* _DIRECTIONS_
Could you give the piece on Northern inventions again, starting with "It is no secret" and going on through "over the planet.", with "contraption" switched to "gadget"?

EXTRACT TO READ below:

It is no secret that Northerners are a resourcful bunch. You probably have a duct-tape-and-wire contraption of your own in your garage perfectly suited to solve a particularly unique Up North challenge. Here are some clever ideas that apparently had mass appeal that sprang from the brains of your Northern brethren:
Propeller anemometer:Crazy, tornado-chasing armored vehicles. Everybody wants one, and everybody wants that little spinning cup anemometer on top of theirs. The model of choice is from RM Young Company, Traverse City. See it in the movies (Twister), on TV (Storm Chasers) and state-of-the-art weather stations all over the planet.
Numerical control manufacturing: Nothing sexy in the invention’s name, but John Parsons’s idea transformed how the world (as in the whole world!) works. Back in 1947, Parsons developed with Frank Stulen numerically controlled manufacturing, that is, a way to precisely control machines using computers. The Traverse Cityian’s nickname: Father of the Second Industrial Revolution.
Road center line: Who doesn’t appreciate the center line? A yooper named K. I. Sawyer, Marquette County road supervisor, figured if people stayed on their own side of the road, fewer drivers would be killed. First strip: Deadman’s Curve, on County Road 492 between Marquette and Negaunee.
Concrete block machine: Jesse Besser, of Alpena, didn’t invent concrete blocks (they’ve been around since the Romans), but in 1904 he did invent the machine that produced them in mind-numbing quantities. They’ve proliferated beyond imagination, and their drab uniformity has become synonymous with, uh, drab uniformity. And strong buildings. Thanks(?) Jesse.
The other iron lung machine: In a post-apocalyptic world, you want to hang with Yoopers. During the polio epidemic of mid-20th century, a U.P. hospital staffer made an iron lung out of two oil barrels and a vacuum cleaner motor. A couple dozen were produced and saved many children.
Maple laminated butcher block: In the beginning, butchers chopped raw meat atop tree stumps. When the stumps dried, the rings separated and blood got in. Unhealthy. After the enterprising founders of Petoskey’s Michigan Maple Block invented maple end-grain laminate chopping blocks (know it by the interlocking pieces) about 1900, food prep took a major turn for the healthier.
Motorized lifesaving boat: When your boat capsizes and you’re thrashing about in the H2O, take heart knowing that dude has a motor on the rescue craft. Thank Carl Blomstrom, chief engineer at Lakeshore Engine Works, and Captain Charles Cleary, of the Marquette United States Life Saving Service for first swapping oar for propeller, late 1890’s.

End of EXTRACT TO READ.
RECORDED INFORMATION below:

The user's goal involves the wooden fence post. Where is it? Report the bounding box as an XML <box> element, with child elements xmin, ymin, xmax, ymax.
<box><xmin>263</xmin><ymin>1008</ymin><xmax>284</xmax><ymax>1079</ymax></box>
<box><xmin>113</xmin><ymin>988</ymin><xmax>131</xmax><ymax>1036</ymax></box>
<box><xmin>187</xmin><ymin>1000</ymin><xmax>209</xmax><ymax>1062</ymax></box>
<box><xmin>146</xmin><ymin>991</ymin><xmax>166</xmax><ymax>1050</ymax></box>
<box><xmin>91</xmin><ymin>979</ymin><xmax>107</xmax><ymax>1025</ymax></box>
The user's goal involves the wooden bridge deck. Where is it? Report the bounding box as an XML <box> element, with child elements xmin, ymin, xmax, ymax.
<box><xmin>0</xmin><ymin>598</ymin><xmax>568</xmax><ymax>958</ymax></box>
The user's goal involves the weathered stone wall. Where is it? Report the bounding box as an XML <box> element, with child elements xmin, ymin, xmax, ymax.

End of RECORDED INFORMATION.
RECORDED INFORMATION below:

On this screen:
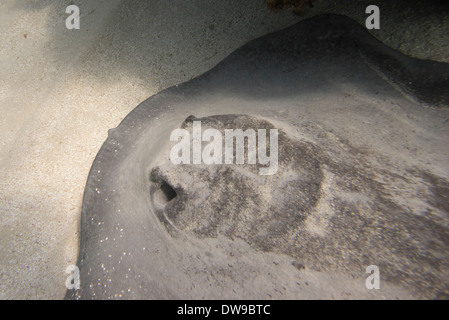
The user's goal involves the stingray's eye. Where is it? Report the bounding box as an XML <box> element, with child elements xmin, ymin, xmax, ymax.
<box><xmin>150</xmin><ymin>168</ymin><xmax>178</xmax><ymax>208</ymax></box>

End of RECORDED INFORMATION.

* _EXERCISE OUTPUT_
It is no secret that Northerners are a resourcful bunch. You probably have a duct-tape-and-wire gadget of your own in your garage perfectly suited to solve a particularly unique Up North challenge. Here are some clever ideas that apparently had mass appeal that sprang from the brains of your Northern brethren:
Propeller anemometer:Crazy, tornado-chasing armored vehicles. Everybody wants one, and everybody wants that little spinning cup anemometer on top of theirs. The model of choice is from RM Young Company, Traverse City. See it in the movies (Twister), on TV (Storm Chasers) and state-of-the-art weather stations all over the planet.